• [Work request] From the data below, set down exactly the lines between the one holding "[[450, 191], [540, 357], [622, 78], [383, 439]]" and the one holding "Report one point per instance of the decorative", inclusive, and no others.

• [The records]
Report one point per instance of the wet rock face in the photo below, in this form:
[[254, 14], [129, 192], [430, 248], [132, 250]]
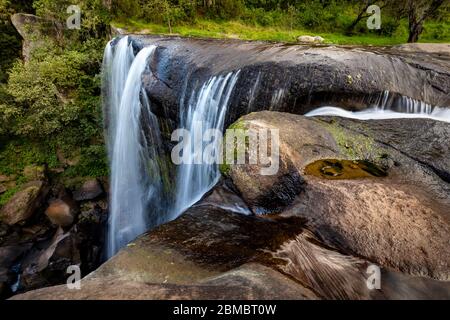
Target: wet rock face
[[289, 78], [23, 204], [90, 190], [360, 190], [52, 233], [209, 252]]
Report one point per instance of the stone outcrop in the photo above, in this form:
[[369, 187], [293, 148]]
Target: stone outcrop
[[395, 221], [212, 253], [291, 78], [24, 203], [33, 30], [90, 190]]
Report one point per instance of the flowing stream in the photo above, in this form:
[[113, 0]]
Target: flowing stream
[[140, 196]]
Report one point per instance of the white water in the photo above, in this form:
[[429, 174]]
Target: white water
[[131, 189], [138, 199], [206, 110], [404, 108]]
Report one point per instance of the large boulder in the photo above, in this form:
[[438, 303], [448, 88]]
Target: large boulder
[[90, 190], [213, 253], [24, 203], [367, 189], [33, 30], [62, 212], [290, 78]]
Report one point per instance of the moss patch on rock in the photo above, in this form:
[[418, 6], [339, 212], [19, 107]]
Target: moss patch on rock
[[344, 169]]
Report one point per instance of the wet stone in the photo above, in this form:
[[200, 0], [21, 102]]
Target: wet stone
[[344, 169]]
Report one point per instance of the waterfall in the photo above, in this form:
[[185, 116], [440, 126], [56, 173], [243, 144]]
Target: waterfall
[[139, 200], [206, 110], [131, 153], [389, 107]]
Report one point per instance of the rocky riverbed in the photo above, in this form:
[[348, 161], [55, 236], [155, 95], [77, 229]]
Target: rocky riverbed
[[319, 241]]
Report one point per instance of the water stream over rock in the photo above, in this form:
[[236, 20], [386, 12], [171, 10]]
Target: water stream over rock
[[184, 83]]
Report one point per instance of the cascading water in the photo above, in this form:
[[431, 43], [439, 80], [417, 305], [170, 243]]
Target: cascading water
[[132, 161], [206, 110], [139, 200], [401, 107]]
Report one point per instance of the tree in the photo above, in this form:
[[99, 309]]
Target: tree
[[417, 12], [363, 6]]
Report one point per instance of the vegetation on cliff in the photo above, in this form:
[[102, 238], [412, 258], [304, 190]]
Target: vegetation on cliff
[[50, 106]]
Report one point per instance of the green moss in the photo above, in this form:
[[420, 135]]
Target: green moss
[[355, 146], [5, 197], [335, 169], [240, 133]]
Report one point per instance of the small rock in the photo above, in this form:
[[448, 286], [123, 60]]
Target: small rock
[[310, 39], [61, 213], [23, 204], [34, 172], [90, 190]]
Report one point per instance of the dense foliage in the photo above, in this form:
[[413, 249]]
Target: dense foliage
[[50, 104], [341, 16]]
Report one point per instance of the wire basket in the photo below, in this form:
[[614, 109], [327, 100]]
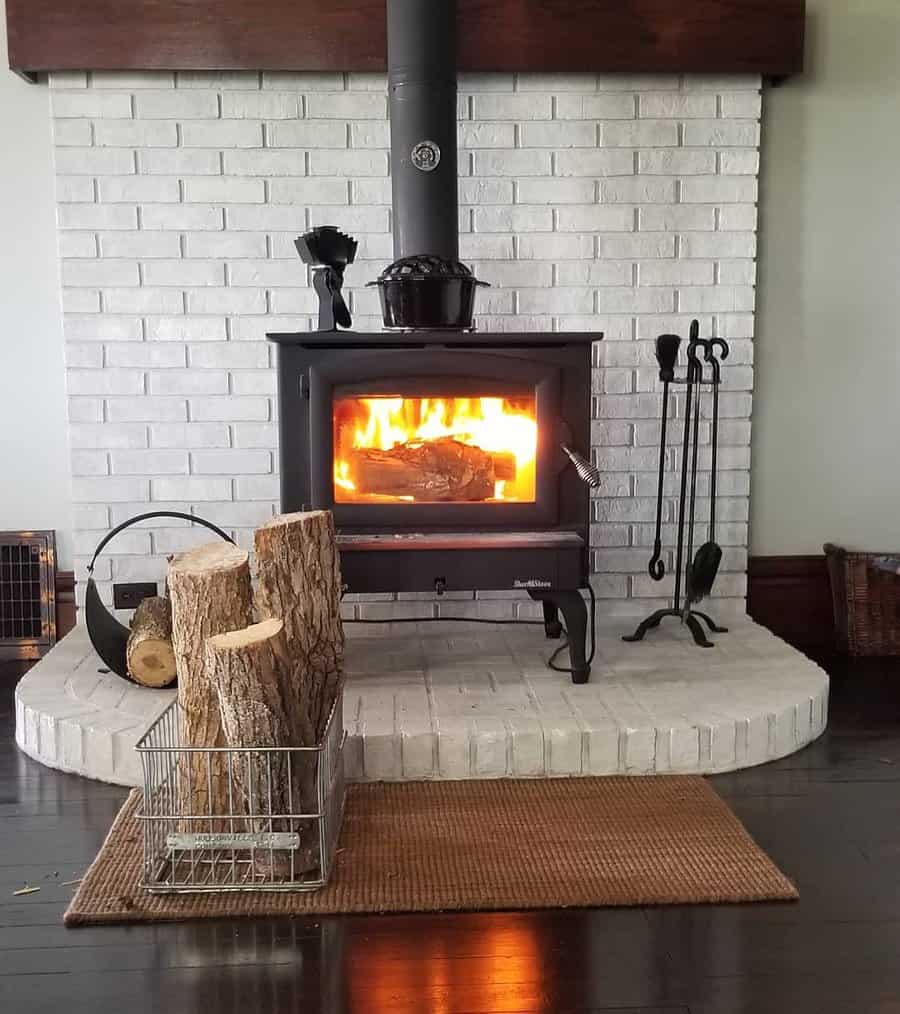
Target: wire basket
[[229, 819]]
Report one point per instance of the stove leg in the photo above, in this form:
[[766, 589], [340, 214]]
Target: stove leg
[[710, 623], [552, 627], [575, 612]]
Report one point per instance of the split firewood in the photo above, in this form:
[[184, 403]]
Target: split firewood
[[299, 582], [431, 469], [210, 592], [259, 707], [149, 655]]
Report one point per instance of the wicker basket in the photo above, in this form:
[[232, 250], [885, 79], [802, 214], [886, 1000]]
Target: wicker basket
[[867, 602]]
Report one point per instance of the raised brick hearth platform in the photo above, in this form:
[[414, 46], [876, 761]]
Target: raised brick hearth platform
---
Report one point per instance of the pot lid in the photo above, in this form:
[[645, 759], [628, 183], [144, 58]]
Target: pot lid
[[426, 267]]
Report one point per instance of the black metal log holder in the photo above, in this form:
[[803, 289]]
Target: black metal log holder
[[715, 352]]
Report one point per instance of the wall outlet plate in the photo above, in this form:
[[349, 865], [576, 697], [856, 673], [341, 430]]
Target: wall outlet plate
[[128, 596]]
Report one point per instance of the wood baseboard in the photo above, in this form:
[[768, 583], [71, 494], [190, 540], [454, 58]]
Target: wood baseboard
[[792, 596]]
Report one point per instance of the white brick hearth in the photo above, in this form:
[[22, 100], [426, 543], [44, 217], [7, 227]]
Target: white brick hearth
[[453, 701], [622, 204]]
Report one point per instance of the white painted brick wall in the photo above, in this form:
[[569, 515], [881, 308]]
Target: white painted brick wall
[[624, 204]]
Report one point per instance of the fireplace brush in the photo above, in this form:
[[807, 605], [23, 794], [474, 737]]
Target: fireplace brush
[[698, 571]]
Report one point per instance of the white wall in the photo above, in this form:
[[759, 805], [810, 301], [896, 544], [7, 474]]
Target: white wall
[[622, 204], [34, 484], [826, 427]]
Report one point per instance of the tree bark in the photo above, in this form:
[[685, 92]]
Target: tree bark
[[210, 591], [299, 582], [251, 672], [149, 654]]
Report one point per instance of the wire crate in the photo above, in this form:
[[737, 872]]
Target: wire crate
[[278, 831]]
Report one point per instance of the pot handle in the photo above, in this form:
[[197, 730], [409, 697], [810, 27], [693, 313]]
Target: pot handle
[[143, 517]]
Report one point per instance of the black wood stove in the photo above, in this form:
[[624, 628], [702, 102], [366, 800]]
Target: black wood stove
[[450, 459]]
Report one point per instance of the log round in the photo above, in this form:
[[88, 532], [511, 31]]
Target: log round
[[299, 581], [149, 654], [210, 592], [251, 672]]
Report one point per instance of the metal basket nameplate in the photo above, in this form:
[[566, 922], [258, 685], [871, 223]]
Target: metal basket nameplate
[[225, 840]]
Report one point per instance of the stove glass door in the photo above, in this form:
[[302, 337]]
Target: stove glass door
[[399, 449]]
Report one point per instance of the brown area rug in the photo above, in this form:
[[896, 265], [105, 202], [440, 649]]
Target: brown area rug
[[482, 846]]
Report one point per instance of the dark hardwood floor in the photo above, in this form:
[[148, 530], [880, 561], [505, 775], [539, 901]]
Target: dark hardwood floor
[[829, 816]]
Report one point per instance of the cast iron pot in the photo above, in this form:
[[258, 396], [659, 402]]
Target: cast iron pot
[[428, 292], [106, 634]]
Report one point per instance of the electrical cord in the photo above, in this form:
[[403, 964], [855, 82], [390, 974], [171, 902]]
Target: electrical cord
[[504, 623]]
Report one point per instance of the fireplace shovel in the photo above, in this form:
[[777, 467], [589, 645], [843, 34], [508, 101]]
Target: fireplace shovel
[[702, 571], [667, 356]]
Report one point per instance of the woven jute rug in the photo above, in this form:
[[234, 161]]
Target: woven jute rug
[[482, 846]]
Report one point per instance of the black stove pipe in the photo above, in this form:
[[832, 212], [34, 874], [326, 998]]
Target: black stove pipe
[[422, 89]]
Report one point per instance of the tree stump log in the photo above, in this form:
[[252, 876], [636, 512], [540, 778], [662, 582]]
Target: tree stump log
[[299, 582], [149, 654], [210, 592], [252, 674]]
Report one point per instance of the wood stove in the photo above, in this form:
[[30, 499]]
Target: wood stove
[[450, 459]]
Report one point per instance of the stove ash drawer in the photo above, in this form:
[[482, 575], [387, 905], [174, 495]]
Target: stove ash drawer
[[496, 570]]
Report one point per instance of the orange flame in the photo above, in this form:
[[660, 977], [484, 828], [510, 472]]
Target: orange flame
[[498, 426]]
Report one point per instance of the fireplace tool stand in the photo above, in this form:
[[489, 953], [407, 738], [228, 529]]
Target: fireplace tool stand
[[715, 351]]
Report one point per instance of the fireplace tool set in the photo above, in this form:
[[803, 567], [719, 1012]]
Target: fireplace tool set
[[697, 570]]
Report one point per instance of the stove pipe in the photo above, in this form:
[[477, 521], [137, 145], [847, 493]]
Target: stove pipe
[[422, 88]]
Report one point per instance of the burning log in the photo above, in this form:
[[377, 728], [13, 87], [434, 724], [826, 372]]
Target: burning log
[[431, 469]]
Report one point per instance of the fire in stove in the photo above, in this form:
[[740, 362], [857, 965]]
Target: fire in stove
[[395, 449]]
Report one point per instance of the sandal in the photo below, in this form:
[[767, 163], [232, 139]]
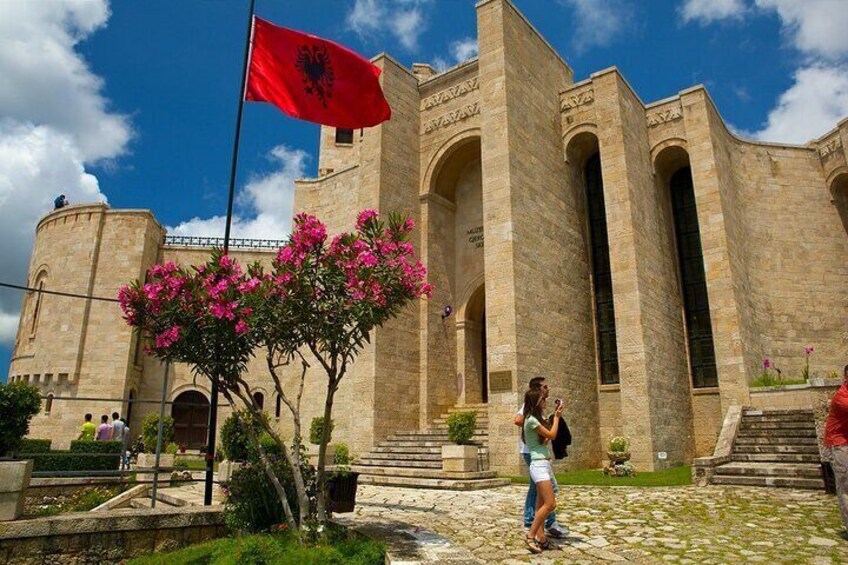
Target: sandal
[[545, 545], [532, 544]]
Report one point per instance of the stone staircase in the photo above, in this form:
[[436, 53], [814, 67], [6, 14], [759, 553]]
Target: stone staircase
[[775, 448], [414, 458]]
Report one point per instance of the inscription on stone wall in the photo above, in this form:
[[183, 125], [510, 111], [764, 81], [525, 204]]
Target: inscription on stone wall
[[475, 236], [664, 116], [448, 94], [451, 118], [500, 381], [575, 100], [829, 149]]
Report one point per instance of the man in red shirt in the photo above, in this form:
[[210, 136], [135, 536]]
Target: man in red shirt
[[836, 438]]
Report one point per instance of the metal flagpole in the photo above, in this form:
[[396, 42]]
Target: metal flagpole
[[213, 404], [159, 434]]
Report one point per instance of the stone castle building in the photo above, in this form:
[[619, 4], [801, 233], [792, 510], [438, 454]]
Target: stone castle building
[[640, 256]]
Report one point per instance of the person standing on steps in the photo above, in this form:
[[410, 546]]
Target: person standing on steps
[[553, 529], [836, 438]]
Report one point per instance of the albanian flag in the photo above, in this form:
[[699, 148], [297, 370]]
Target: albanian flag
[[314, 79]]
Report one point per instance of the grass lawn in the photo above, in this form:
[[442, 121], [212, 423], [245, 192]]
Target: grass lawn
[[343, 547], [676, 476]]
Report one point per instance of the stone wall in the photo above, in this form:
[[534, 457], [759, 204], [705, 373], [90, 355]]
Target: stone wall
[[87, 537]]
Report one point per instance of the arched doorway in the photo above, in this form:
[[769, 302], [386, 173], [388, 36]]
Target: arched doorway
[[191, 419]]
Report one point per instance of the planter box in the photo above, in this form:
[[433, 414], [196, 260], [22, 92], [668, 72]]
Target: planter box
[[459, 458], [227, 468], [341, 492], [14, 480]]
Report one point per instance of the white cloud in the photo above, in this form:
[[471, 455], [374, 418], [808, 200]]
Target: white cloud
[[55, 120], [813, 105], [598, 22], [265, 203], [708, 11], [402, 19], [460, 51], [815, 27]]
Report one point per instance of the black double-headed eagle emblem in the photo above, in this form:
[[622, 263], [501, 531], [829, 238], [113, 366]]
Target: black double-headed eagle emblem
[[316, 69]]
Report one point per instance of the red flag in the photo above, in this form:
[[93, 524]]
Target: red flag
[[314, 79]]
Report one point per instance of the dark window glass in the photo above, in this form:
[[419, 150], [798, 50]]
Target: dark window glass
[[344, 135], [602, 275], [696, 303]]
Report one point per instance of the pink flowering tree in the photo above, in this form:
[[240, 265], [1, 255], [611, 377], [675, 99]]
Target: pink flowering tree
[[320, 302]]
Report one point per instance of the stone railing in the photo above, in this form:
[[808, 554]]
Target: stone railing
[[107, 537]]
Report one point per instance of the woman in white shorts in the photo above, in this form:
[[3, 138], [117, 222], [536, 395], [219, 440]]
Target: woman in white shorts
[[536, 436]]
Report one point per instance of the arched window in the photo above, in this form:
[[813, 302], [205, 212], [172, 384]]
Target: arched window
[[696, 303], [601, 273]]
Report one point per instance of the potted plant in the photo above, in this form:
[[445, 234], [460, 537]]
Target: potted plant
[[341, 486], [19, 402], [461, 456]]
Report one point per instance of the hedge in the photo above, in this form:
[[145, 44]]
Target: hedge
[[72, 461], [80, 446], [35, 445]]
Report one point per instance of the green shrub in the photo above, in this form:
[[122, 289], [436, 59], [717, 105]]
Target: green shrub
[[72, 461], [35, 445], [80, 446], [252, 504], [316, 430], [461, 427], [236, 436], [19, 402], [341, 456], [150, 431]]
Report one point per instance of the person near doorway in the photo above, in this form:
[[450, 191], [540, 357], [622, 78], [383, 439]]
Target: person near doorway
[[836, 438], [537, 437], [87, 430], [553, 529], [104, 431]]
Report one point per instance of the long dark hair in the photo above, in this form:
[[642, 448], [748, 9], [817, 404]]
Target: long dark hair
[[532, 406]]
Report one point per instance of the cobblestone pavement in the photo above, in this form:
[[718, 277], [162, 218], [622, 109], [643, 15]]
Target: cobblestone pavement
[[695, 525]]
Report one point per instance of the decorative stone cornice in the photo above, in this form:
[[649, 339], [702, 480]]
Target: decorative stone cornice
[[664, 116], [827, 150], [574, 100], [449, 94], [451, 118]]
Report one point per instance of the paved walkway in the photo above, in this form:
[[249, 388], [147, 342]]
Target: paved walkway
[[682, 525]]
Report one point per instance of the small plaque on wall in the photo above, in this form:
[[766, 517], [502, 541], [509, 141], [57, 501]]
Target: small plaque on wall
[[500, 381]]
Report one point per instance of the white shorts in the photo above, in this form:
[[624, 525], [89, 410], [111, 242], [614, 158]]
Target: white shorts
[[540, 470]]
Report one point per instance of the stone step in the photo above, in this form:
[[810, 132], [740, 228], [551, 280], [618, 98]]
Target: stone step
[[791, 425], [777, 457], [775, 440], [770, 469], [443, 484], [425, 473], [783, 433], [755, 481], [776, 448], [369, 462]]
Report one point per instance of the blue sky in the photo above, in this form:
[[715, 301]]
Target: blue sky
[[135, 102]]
---
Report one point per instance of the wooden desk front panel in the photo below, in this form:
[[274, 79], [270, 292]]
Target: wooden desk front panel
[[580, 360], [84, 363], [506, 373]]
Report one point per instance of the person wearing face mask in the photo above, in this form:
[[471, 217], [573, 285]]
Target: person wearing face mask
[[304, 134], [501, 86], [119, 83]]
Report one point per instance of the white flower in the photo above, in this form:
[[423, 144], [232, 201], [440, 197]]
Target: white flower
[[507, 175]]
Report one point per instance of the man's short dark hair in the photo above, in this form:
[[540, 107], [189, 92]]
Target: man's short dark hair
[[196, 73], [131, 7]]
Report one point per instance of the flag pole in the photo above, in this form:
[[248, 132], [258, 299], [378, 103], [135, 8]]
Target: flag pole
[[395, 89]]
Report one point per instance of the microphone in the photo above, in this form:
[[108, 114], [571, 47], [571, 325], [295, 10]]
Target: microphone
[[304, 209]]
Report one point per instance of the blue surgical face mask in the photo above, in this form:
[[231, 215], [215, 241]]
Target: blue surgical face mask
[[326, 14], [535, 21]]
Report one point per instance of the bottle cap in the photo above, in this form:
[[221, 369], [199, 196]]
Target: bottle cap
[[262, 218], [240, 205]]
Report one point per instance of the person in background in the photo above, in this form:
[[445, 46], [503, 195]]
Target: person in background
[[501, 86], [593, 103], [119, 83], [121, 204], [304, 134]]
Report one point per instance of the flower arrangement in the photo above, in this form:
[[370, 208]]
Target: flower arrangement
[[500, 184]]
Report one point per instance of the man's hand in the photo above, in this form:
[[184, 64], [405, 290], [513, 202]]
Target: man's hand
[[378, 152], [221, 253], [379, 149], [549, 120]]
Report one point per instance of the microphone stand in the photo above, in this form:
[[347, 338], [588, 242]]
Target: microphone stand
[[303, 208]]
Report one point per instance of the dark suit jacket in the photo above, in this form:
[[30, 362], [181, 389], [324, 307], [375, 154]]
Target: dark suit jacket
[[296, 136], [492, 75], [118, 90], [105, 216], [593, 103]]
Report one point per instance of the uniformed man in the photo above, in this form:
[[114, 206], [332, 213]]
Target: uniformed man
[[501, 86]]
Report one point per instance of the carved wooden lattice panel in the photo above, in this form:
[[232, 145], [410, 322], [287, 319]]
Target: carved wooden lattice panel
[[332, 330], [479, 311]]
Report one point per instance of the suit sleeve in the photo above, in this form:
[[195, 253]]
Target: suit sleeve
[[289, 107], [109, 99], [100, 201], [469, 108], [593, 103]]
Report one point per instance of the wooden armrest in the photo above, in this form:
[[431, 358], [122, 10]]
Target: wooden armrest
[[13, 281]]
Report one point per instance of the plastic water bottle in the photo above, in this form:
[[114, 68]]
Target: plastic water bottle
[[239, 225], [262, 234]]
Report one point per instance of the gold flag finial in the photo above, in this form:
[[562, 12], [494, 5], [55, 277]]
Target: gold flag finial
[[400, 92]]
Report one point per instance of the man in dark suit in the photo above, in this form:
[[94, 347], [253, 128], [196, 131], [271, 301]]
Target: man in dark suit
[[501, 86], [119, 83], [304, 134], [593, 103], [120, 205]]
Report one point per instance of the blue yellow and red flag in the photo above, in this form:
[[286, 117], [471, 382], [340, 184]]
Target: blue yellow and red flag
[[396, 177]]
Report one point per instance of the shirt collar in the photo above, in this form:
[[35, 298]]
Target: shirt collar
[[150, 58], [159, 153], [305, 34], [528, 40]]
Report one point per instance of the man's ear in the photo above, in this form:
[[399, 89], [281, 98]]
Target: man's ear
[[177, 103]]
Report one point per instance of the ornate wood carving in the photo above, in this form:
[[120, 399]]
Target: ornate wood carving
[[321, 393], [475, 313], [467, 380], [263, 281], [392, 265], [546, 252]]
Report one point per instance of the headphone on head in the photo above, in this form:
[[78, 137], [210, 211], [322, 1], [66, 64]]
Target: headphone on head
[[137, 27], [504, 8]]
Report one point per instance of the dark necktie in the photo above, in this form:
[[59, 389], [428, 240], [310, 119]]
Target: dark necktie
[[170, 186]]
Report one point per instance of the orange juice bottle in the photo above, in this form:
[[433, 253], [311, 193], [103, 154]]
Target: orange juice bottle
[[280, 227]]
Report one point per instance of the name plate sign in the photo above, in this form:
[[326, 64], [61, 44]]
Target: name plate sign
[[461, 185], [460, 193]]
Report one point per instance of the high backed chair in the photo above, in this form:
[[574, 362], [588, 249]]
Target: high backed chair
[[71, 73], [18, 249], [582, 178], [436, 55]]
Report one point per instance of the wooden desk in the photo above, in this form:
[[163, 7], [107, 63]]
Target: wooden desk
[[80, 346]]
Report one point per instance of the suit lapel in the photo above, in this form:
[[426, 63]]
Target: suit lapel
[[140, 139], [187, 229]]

• [Solution for this problem]
[[450, 191], [540, 357], [622, 78], [383, 439]]
Target: person near doorway
[[836, 438], [537, 437], [87, 430], [553, 529], [104, 431]]
Report one point per instance of the long dark hair in the photo above, in this form:
[[642, 448], [748, 9], [817, 404]]
Target: long dark hair
[[532, 406]]
Report one point per instance of the cobblestone pavement in the photo above, in this form:
[[718, 277], [162, 218], [622, 109], [643, 15]]
Target: cobblestone pavement
[[695, 525]]
Report one point per instance of the decorative stone cornice in the photo above, in this form:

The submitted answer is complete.